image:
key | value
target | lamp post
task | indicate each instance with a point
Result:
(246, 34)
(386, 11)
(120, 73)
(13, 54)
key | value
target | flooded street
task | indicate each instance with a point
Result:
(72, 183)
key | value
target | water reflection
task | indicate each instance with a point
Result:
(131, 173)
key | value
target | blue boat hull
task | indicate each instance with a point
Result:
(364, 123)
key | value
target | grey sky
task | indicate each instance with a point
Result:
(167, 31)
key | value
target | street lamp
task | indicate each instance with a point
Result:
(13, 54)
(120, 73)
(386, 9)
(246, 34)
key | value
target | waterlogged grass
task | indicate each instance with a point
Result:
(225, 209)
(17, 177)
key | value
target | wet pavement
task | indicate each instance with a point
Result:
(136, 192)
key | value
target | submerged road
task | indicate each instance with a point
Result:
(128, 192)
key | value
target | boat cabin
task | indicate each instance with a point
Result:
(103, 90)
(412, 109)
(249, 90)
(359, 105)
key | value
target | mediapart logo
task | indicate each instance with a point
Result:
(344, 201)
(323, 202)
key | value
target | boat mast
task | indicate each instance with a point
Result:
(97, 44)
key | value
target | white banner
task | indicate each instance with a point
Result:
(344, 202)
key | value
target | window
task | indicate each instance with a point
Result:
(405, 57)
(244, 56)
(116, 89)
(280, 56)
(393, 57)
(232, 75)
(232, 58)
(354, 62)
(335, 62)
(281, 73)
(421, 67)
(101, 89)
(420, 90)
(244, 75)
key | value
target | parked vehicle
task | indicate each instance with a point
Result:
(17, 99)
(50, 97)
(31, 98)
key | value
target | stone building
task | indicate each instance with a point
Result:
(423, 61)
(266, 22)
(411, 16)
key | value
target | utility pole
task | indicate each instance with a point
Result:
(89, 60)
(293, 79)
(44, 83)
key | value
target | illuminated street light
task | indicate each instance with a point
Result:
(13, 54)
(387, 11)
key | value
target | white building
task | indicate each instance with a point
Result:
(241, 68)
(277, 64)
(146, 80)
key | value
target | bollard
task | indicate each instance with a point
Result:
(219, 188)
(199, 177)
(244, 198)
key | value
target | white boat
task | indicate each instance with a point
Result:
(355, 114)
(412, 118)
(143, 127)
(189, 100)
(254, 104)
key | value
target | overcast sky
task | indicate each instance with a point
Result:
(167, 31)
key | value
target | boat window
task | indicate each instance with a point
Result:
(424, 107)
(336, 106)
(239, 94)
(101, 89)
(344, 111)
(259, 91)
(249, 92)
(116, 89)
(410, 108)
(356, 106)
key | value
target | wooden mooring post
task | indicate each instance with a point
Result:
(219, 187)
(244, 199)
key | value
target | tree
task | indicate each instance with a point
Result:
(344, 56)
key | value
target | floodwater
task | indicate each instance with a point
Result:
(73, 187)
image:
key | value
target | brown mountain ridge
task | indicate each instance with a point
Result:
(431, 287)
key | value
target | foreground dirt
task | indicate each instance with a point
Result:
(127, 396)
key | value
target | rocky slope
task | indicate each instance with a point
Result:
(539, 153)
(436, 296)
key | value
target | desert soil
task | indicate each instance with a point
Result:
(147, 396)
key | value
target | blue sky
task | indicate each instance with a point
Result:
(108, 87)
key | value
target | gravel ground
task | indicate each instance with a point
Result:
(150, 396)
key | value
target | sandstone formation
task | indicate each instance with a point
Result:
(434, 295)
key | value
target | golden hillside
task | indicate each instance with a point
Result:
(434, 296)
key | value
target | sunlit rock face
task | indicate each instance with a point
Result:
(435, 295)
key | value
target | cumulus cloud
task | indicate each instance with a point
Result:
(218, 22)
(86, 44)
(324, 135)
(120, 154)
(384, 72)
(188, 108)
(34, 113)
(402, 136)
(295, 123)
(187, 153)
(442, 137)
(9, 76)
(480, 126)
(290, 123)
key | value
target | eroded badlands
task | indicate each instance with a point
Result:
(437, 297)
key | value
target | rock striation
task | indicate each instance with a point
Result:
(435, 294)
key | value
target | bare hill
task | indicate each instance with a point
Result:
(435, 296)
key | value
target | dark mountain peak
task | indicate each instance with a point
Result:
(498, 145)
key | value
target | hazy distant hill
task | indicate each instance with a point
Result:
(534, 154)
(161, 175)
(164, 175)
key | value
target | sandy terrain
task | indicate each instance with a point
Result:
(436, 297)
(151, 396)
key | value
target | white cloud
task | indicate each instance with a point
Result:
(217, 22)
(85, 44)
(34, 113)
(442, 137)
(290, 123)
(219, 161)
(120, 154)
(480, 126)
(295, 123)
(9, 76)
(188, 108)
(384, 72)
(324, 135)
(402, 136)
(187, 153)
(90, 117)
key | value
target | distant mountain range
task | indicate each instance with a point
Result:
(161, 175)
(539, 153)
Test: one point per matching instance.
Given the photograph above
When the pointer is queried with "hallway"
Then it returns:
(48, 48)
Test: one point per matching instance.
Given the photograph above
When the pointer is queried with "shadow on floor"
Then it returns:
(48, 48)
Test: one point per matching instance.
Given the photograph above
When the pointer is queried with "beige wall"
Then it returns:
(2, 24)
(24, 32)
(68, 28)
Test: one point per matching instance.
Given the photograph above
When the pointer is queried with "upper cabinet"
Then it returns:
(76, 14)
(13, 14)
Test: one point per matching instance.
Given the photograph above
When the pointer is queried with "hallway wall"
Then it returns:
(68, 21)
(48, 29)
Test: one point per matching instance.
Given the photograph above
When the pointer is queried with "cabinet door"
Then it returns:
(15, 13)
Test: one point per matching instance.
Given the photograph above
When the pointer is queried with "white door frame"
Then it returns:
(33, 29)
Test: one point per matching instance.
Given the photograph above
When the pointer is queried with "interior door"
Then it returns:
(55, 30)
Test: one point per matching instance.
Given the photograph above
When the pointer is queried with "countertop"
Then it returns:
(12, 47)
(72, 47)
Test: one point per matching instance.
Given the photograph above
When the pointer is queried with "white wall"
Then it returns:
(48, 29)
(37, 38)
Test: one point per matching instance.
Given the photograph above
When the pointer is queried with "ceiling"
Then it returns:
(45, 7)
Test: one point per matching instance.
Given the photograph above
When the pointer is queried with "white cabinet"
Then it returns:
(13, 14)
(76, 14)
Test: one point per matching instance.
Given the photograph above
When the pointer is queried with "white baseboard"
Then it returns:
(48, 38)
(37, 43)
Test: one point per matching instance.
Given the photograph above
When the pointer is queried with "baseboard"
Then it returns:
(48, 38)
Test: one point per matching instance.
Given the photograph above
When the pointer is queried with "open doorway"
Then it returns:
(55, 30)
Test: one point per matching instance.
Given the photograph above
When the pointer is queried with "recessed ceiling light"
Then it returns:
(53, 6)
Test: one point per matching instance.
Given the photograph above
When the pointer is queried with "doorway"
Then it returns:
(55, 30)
============================================================
What to produce:
All of the material must be reproduced exactly.

Output of the exercise:
image:
key | value
target | lamp post
task | indicate each instance with a point
Result:
(246, 34)
(386, 11)
(120, 73)
(13, 54)
key | value
target | flooded street
task | indicate each instance with a point
Result:
(72, 183)
key | value
target | water reflection
task | indicate each instance with a point
Result:
(131, 173)
key | value
target | blue boat hull
task | indicate each instance with a point
Result:
(364, 123)
key | value
target | grey sky
task | indicate each instance with a point
Result:
(167, 31)
key | value
target | street lamp
task | indicate each instance with a point
Result:
(13, 54)
(120, 73)
(386, 9)
(246, 34)
key | value
target | waterlogged grass
task | indicate each instance with a point
Result:
(225, 209)
(17, 177)
key | value
target | wet pavement
task | indicate each instance with a point
Result:
(136, 192)
key | value
target | submerged road
task | indicate each instance with a point
Result:
(128, 192)
key | value
target | boat cabin
task | indicate each instance with a point
Result:
(103, 90)
(412, 109)
(249, 90)
(359, 105)
key | value
target | mediapart logo
task | indicate each instance with a point
Result:
(344, 201)
(323, 202)
key | value
target | boat mast
task | indicate each instance with a point
Result:
(97, 44)
key | value
target | white banner
task | indicate each instance with a point
Result:
(344, 202)
key | value
target | window
task | indicate each instance with a point
Result:
(405, 57)
(244, 56)
(116, 89)
(280, 56)
(393, 57)
(232, 75)
(232, 58)
(354, 62)
(335, 62)
(281, 73)
(421, 67)
(101, 89)
(420, 90)
(244, 75)
key | value
target | parked vehicle
task | indicate each instance with a point
Result:
(17, 99)
(50, 97)
(31, 98)
key | value
target | stone building
task | indicate each instance with a point
Result:
(423, 61)
(266, 22)
(411, 16)
key | value
target | utility pole
task | indicate each instance with a point
Result:
(89, 60)
(293, 79)
(44, 83)
key | value
target | illuminated street light
task | indicate each instance with a point
Result:
(13, 54)
(387, 11)
key | value
target | white building
task | indicate each instance with a point
Result:
(241, 68)
(277, 64)
(146, 80)
key | value
target | bollard
task | indicate each instance with a point
Result:
(219, 188)
(199, 177)
(244, 198)
key | value
target | white boat
task | indicate each instance with a point
Result:
(355, 114)
(412, 118)
(143, 127)
(189, 100)
(254, 104)
key | value
target | overcast sky
task | indicate each instance with a point
Result:
(167, 31)
key | value
target | boat window
task | indicate each instance with a point
Result:
(424, 107)
(336, 106)
(239, 94)
(101, 89)
(344, 111)
(259, 91)
(249, 92)
(116, 89)
(410, 108)
(356, 106)
key | value
target | wooden mooring post
task | indicate each instance with a point
Result:
(219, 187)
(244, 199)
key | value
target | tree
task | indicate each instance with a point
Result:
(344, 56)
key | value
target | floodwater
task | indicate each instance with a point
Result:
(73, 187)
image:
key | value
target | brown mountain ridge
task | indicate each instance with a point
Result:
(431, 287)
key | value
target | foreground dirt
task | indicate each instance with a point
Result:
(127, 396)
key | value
target | rocky slope
task | indicate each instance with a point
Result:
(539, 153)
(436, 296)
key | value
target | desert soil
task | indicate each instance with a point
Result:
(147, 396)
key | value
target | blue sky
task | indicate each instance with a point
Result:
(108, 87)
key | value
target | gravel ground
task | indicate each instance with a point
Result:
(150, 396)
key | value
target | sandstone formation
task | indicate each instance with a point
Result:
(434, 295)
key | value
target | golden hillside
task | indicate each instance with a point
Result:
(434, 296)
key | value
target | sunlit rock face
task | indicate each instance with a point
Result:
(435, 295)
key | value
target | cumulus cloud
task | indicate each instance with a point
Result:
(218, 22)
(86, 44)
(324, 135)
(120, 154)
(384, 72)
(188, 108)
(34, 113)
(402, 136)
(295, 123)
(187, 153)
(442, 137)
(9, 76)
(480, 126)
(290, 123)
key | value
target | eroded badlands
task | indicate each instance with a point
Result:
(437, 297)
key | value
target | rock striation
task | indicate each instance with a point
Result:
(435, 294)
key | value
target | bare hill
task | indicate each instance with a point
Result:
(435, 296)
key | value
target | dark mountain peak
task | indicate each instance with a point
Result:
(498, 145)
key | value
target | hazy distant hill
task | indicate each instance with a point
Result:
(534, 154)
(161, 175)
(164, 175)
key | value
target | sandy terrain
task | indicate each instance with a point
Result:
(436, 297)
(151, 396)
key | value
target | white cloud
task | indicate each instance with a point
Result:
(217, 22)
(85, 44)
(34, 113)
(442, 137)
(290, 123)
(219, 161)
(120, 154)
(480, 126)
(295, 123)
(9, 76)
(188, 108)
(384, 72)
(324, 135)
(402, 136)
(187, 153)
(90, 117)
key | value
target | distant mountain range
task | indicate each instance with a point
Result:
(161, 175)
(539, 153)
Test: one point per matching instance.
Given the photograph above
When the pointer is queried with "hallway"
Then it returns:
(48, 48)
Test: one point per matching instance.
Given the photograph above
When the pointer is queried with "shadow on floor"
Then it returns:
(48, 48)
Test: one point per matching instance.
Given the photograph above
When the pointer is queried with "beige wall"
Then it returns:
(2, 24)
(24, 32)
(68, 28)
Test: one point per matching instance.
Given the photograph above
When the pointer is queried with "upper cabinet"
Then it returns:
(76, 14)
(13, 14)
Test: one point per matching instance.
Given the photograph above
When the pointer is queried with "hallway wall"
Then it returns:
(68, 21)
(48, 29)
Test: one point per matching instance.
Given the photograph above
When the pointer is queried with "cabinet door"
Then it returns:
(15, 13)
Test: one point per matching instance.
Given the photograph above
When the pointer is queried with "white door frame"
Then it returns:
(33, 29)
Test: one point per matching instance.
Given the photograph above
When the pointer is queried with "interior door"
Then it returns:
(55, 30)
Test: one point per matching instance.
Given the photograph above
When the pointer is queried with "countertop"
Then it returns:
(12, 47)
(72, 47)
Test: one point per matching instance.
Given the photograph above
When the pointer is queried with "white wall"
Then it returns:
(48, 29)
(37, 38)
Test: one point per matching instance.
Given the photograph above
When the pointer is queried with "ceiling"
Then it returns:
(45, 7)
Test: one point per matching instance.
Given the photograph above
When the pointer is queried with "white cabinet"
Then it returns:
(13, 14)
(76, 14)
Test: one point per matching instance.
Given the photograph above
When the pointer is queried with "white baseboard"
Then it returns:
(48, 38)
(37, 43)
Test: one point per matching instance.
Given the photograph above
When the pointer is queried with "baseboard"
Then it returns:
(48, 38)
Test: one point per matching instance.
Given the photograph above
When the pointer is queried with "open doorway"
Then it returns:
(55, 30)
Test: one point per matching instance.
Given the photograph above
When the pointer is queried with "recessed ceiling light"
Then it returns:
(53, 6)
Test: one point per matching instance.
Given the photograph above
When the pointer is queried with "doorway"
Then it returns:
(55, 30)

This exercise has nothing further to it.